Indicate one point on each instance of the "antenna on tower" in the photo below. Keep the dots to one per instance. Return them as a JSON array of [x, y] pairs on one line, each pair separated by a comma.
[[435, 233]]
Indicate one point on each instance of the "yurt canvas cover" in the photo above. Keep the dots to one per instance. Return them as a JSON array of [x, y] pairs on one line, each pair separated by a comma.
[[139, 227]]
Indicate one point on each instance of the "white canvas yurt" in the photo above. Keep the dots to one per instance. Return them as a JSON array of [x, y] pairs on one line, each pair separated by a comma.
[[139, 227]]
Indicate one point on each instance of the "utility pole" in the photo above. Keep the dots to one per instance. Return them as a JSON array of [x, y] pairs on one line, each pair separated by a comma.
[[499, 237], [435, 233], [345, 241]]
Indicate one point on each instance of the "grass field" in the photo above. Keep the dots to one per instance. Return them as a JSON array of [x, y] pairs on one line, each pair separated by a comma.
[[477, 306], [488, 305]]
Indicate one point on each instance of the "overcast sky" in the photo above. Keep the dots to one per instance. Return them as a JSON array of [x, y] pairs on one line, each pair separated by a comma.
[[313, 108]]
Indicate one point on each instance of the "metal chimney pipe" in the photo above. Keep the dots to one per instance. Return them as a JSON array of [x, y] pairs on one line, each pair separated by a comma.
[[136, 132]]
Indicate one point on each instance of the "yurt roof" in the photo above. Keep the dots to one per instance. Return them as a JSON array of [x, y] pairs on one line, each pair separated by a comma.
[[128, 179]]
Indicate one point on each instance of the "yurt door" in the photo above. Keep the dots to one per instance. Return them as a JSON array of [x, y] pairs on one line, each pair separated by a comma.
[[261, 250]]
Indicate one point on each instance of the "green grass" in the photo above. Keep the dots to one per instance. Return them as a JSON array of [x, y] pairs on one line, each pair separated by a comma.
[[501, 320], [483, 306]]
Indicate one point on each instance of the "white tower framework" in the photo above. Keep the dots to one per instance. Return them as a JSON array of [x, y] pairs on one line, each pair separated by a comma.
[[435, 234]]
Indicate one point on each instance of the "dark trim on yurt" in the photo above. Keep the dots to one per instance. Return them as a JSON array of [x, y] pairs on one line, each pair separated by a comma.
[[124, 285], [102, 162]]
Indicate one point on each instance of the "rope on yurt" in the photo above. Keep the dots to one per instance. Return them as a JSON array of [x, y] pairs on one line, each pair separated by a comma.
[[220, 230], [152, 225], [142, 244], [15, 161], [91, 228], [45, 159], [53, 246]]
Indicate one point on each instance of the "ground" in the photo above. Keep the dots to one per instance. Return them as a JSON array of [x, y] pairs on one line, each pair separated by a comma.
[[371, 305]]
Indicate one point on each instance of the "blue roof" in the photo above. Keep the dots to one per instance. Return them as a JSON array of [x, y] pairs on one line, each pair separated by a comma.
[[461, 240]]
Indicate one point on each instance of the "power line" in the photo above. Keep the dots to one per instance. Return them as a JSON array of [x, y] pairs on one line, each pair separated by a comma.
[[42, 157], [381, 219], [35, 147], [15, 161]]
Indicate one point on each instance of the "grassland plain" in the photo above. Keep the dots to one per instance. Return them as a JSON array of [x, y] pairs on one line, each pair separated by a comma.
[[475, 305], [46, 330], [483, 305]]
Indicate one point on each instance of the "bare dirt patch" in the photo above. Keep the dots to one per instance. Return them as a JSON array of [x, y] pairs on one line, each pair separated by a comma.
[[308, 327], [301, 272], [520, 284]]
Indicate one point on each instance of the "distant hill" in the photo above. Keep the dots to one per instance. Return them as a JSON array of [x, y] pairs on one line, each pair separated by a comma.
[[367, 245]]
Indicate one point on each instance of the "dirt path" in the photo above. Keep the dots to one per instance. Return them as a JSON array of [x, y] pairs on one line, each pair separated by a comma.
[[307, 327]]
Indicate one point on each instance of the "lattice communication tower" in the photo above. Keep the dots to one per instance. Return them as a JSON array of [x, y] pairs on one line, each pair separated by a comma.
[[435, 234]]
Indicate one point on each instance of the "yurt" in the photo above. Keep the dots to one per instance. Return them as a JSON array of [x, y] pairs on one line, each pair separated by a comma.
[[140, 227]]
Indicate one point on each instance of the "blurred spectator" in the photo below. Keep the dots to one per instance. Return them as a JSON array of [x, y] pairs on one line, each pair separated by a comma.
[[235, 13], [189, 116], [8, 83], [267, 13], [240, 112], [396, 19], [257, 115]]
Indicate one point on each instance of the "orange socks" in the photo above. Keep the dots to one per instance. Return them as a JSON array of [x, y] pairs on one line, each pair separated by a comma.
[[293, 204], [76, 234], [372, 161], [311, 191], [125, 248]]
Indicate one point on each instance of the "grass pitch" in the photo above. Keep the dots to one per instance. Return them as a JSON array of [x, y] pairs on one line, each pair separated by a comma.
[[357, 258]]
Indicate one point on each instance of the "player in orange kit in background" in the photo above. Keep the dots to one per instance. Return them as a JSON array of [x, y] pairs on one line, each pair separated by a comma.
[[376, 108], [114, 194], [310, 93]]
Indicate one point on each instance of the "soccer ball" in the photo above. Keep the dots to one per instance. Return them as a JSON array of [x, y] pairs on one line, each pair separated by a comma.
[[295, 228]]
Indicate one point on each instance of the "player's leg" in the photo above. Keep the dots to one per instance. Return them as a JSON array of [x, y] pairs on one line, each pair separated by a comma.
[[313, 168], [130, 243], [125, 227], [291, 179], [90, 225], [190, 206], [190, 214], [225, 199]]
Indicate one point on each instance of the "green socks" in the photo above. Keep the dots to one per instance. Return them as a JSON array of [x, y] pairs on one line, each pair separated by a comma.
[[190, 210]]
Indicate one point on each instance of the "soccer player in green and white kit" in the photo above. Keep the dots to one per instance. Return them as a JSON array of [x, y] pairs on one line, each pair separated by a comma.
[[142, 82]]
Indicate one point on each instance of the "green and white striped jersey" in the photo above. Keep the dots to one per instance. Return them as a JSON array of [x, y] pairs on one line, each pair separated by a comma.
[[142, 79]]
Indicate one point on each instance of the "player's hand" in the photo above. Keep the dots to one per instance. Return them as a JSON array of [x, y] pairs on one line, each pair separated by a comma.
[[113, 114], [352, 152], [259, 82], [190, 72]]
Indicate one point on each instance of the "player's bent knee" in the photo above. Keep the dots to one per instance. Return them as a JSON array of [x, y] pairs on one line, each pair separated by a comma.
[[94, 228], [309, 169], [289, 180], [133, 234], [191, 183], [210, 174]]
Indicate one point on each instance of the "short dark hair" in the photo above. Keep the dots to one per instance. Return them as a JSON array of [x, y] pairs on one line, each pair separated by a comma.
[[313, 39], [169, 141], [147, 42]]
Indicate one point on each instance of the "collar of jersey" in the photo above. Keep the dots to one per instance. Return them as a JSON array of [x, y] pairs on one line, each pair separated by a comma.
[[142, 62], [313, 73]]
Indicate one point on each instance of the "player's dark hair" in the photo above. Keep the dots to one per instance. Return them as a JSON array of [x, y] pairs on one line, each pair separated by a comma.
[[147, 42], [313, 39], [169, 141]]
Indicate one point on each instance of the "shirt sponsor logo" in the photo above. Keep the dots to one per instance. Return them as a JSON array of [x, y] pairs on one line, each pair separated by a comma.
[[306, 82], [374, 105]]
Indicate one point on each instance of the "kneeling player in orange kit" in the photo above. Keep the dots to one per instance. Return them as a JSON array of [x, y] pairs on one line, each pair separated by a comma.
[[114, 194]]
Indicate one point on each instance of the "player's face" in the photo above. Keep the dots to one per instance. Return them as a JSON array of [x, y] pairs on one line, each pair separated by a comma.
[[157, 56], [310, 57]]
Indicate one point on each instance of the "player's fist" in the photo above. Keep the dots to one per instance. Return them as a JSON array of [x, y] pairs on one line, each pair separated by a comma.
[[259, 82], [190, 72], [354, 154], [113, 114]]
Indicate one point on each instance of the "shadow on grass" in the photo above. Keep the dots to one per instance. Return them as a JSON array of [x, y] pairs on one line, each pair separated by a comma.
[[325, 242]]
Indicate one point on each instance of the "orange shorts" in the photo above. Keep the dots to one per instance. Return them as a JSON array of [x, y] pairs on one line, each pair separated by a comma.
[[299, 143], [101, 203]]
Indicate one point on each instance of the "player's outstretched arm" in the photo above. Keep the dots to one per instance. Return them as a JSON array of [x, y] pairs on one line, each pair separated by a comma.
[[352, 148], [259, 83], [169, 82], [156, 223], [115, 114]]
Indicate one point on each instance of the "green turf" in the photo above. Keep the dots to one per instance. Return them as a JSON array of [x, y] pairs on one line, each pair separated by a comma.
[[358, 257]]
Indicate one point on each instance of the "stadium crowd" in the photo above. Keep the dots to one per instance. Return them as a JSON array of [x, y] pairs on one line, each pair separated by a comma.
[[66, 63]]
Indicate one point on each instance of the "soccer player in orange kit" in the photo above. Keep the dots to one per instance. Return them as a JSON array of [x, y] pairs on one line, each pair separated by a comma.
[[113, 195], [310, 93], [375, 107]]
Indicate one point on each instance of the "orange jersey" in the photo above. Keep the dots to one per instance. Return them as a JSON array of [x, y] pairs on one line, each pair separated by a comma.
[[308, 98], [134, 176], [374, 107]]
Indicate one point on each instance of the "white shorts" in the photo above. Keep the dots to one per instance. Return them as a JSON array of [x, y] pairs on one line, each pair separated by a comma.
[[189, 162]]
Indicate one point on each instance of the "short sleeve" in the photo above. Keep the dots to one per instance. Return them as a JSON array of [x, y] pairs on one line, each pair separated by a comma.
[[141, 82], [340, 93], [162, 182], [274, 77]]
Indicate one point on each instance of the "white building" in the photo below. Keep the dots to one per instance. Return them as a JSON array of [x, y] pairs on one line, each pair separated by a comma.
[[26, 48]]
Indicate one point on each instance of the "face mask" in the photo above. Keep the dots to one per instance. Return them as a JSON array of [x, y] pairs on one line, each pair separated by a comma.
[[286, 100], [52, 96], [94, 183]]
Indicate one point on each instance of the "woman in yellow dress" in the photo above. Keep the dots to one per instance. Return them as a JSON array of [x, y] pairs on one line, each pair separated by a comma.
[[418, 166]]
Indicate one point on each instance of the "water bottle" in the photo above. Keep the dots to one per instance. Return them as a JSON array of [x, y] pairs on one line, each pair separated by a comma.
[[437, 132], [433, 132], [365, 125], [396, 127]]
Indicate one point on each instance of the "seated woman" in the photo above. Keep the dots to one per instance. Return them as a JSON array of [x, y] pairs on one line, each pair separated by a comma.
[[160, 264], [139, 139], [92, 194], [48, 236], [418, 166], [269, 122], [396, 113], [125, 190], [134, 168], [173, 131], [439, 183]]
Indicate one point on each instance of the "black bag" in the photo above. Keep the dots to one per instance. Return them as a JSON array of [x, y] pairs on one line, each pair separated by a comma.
========
Problem statement:
Rescale the entries from their first line up to and including the line with "[[435, 233]]". Write those lines out again with the requests included, and multiply every point coordinate in the answers by 0.2, rounding each to a whole number with halves going up.

The solution:
Indicate one point on each instance of the "antenna on tower" in the photo below. Keep the dots to one per instance. Return them as a JSON array of [x, y] pairs on one line, each pair separated by a comma.
[[87, 47]]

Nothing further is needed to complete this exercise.